▶ ASSIGNMENT:
For the data that follows, give the number of lines in which "rough" appears. Add nothing to it.

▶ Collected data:
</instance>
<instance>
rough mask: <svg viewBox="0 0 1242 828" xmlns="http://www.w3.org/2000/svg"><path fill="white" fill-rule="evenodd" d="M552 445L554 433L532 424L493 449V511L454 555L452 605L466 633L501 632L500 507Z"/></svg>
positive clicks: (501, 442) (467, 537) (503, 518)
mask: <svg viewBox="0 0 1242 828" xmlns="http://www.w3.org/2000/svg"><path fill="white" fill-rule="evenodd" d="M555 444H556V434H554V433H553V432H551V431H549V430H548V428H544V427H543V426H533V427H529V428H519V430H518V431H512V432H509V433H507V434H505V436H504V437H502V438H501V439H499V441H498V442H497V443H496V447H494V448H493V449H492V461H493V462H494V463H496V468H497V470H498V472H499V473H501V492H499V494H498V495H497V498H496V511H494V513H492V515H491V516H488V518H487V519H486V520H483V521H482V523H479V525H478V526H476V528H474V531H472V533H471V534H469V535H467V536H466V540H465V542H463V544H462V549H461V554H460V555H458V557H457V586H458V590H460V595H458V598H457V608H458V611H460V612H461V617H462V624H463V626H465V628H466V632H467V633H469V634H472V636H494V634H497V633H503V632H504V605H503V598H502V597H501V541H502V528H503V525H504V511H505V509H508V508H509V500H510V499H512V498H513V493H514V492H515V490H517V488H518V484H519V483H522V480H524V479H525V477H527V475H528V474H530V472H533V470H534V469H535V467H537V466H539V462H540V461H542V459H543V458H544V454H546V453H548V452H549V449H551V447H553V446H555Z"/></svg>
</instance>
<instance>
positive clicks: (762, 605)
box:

--

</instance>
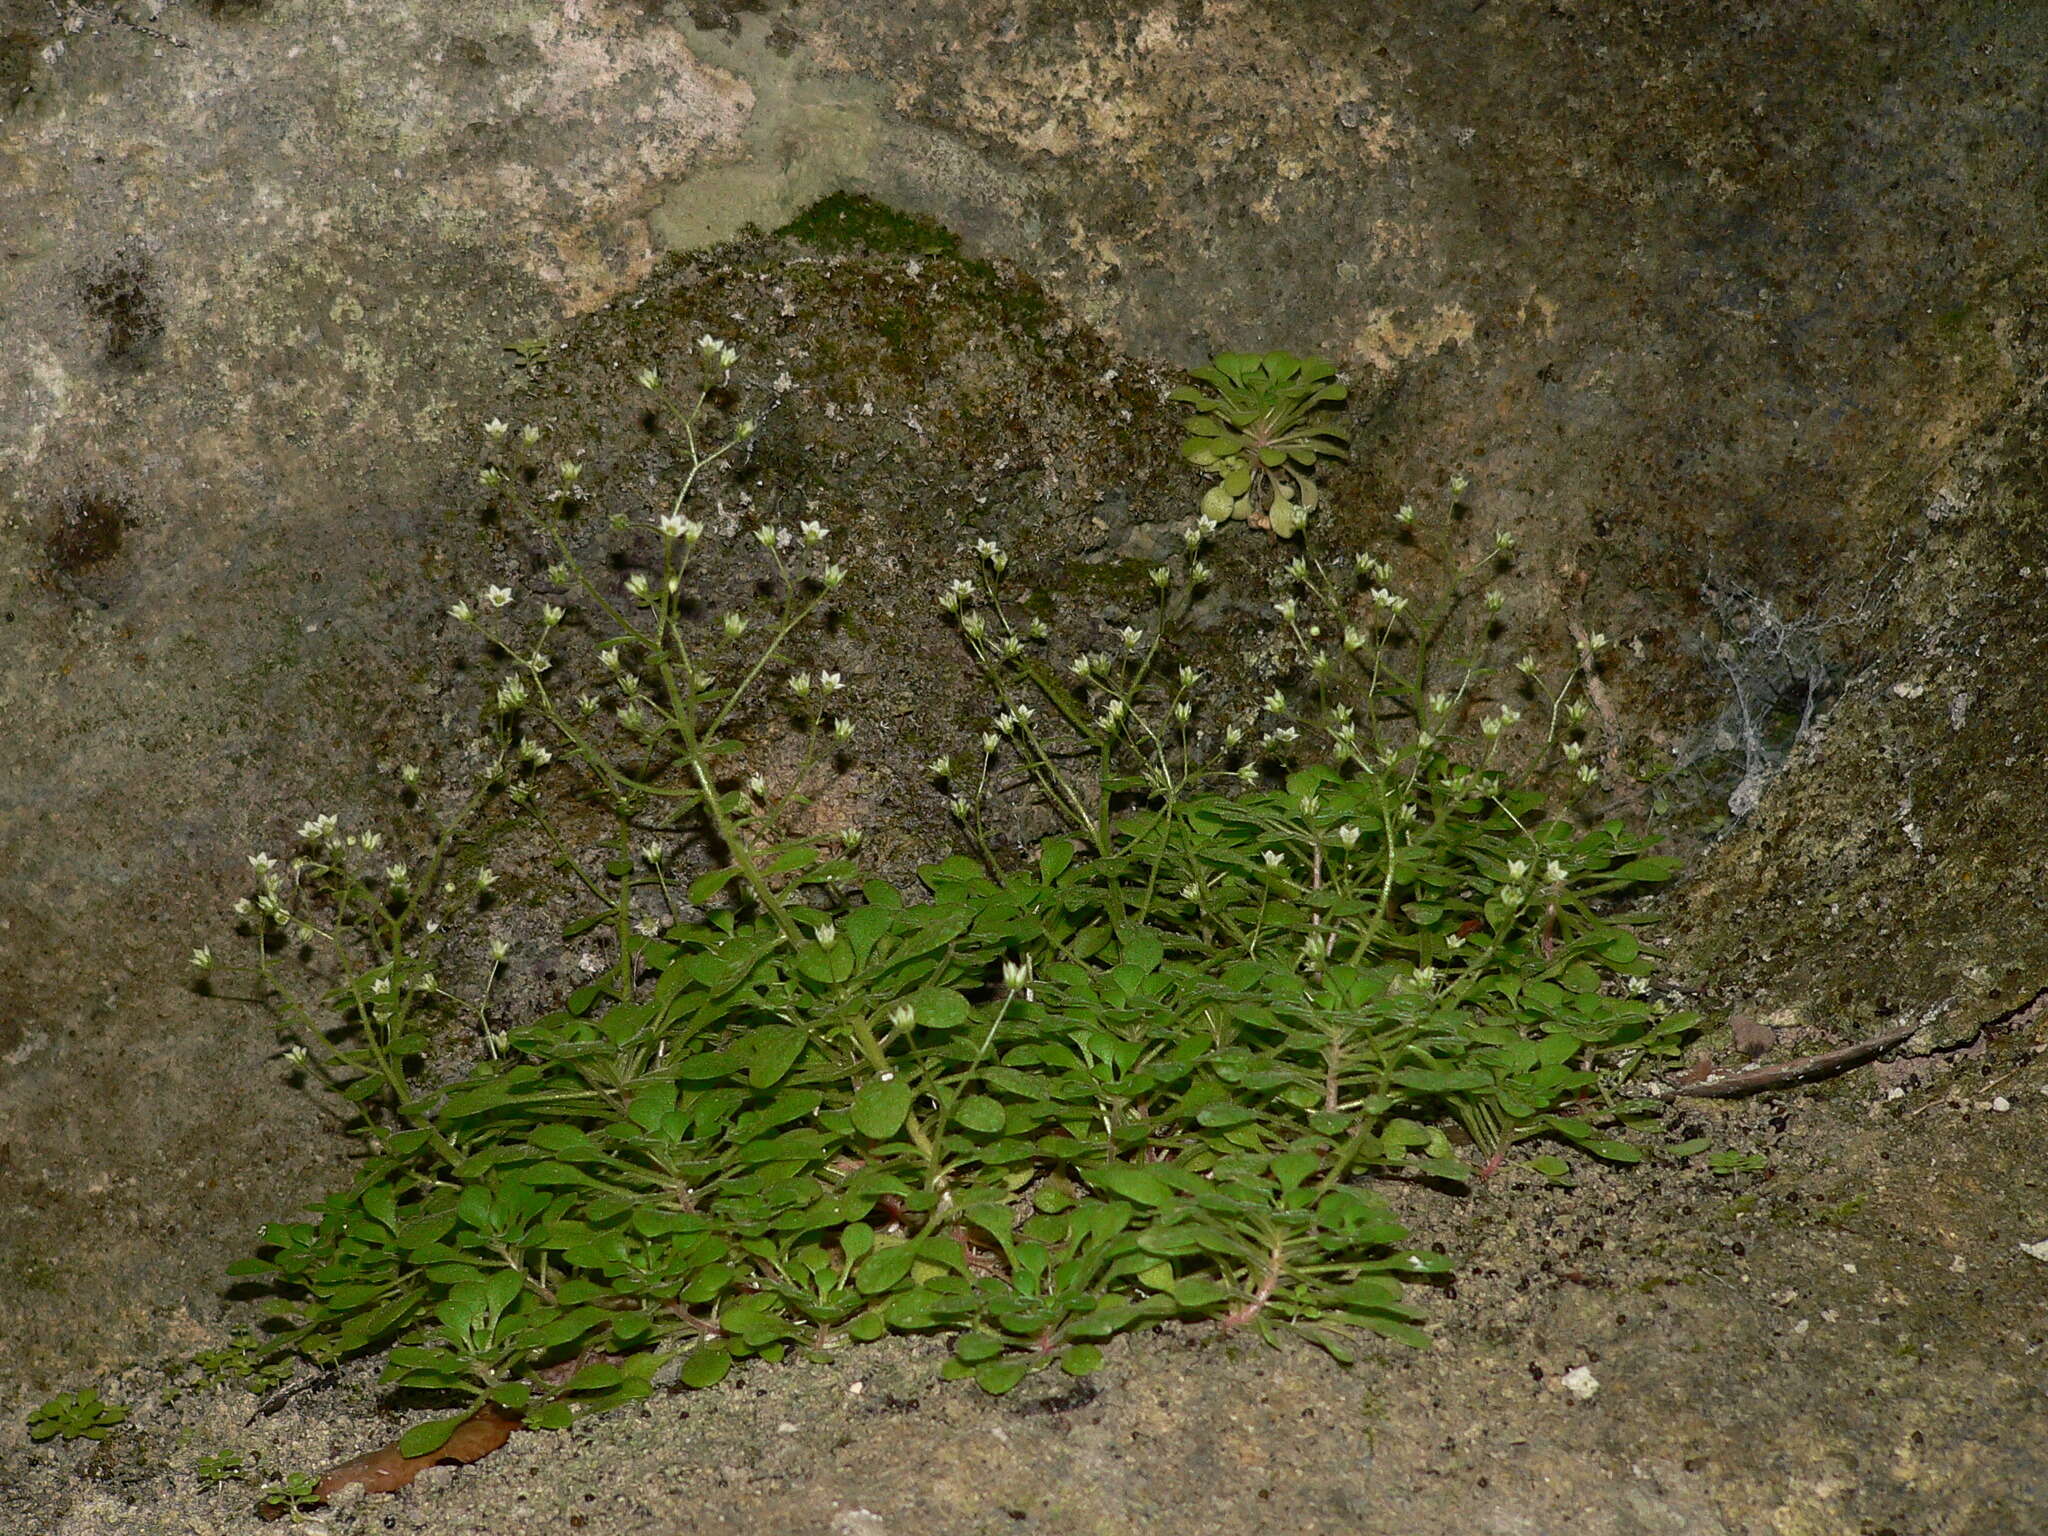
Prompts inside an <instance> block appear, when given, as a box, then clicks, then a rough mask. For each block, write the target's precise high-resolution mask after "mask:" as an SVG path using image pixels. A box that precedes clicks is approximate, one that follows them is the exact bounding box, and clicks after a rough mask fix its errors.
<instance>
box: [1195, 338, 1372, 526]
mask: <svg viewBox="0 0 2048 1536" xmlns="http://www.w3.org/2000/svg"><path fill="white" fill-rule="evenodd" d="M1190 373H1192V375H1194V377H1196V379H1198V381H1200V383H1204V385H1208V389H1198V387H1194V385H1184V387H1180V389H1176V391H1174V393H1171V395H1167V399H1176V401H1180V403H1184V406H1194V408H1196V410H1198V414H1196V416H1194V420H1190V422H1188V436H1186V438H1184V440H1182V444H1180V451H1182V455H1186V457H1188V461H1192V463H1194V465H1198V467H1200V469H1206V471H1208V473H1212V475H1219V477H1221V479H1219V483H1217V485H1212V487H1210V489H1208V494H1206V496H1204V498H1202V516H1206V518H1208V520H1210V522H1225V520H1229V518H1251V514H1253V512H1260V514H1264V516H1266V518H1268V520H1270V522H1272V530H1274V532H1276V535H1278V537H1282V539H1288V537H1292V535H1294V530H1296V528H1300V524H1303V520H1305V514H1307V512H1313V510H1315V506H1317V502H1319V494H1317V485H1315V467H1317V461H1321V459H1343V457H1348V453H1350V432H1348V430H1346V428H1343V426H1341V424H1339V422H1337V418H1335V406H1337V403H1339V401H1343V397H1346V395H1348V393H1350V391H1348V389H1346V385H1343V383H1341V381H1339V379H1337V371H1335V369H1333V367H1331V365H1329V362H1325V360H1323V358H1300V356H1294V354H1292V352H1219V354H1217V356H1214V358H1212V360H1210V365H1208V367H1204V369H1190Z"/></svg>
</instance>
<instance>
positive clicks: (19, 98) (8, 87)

▶ RESPONSE AREA:
2